# [WHAT TO PRODUCE]
Can you transcribe every line exactly and leave the pictures behind?

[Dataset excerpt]

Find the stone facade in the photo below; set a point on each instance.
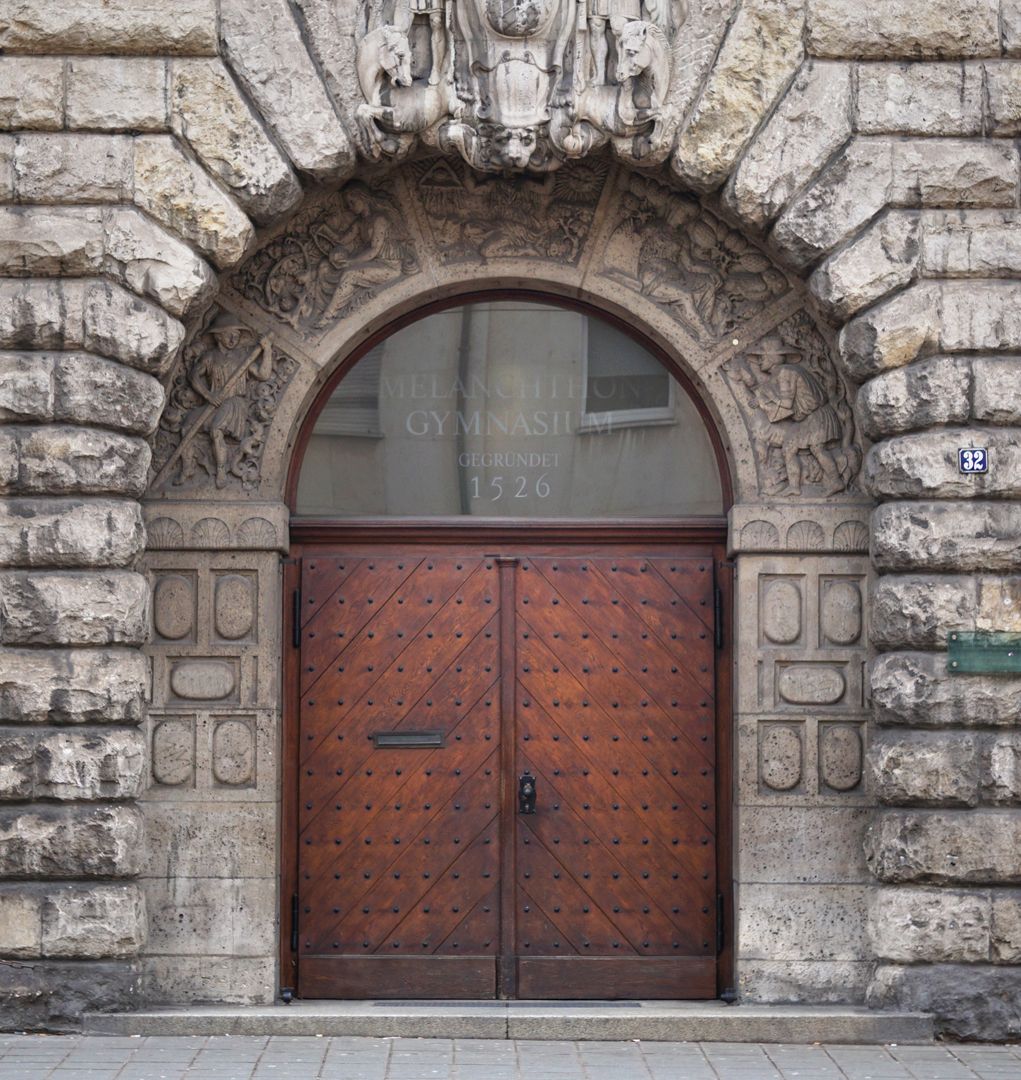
(156, 158)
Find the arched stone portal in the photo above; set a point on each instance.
(738, 328)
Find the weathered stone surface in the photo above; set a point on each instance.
(175, 191)
(94, 921)
(944, 28)
(31, 93)
(264, 46)
(924, 394)
(72, 686)
(52, 995)
(70, 841)
(1006, 927)
(916, 612)
(875, 172)
(919, 98)
(926, 768)
(946, 537)
(936, 847)
(970, 1001)
(78, 388)
(97, 315)
(811, 122)
(185, 27)
(70, 532)
(924, 466)
(929, 926)
(996, 397)
(913, 688)
(218, 124)
(74, 608)
(761, 53)
(930, 316)
(885, 257)
(69, 169)
(64, 460)
(107, 94)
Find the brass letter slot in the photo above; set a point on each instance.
(407, 739)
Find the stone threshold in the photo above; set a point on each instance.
(650, 1021)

# [CORRECT RESULT]
Find the stone facade in the photo below; set a point on each instance.
(156, 158)
Find the arched stone portal in the photo above; set a point on each instance.
(738, 328)
Find the weathered stone surface in the photo above; set a point on each instance.
(175, 191)
(94, 921)
(944, 28)
(31, 93)
(264, 46)
(924, 394)
(72, 686)
(52, 995)
(70, 841)
(1006, 927)
(916, 612)
(875, 172)
(919, 98)
(926, 768)
(946, 537)
(936, 847)
(970, 1001)
(78, 388)
(97, 315)
(811, 122)
(185, 27)
(70, 532)
(924, 466)
(929, 926)
(996, 397)
(913, 688)
(218, 124)
(74, 608)
(761, 53)
(930, 316)
(885, 257)
(69, 169)
(64, 460)
(107, 94)
Find the brass letter slot in the photo above; set a point on each instance.
(407, 739)
Find the stone threshold in the photo above; set a point on each instance.
(650, 1021)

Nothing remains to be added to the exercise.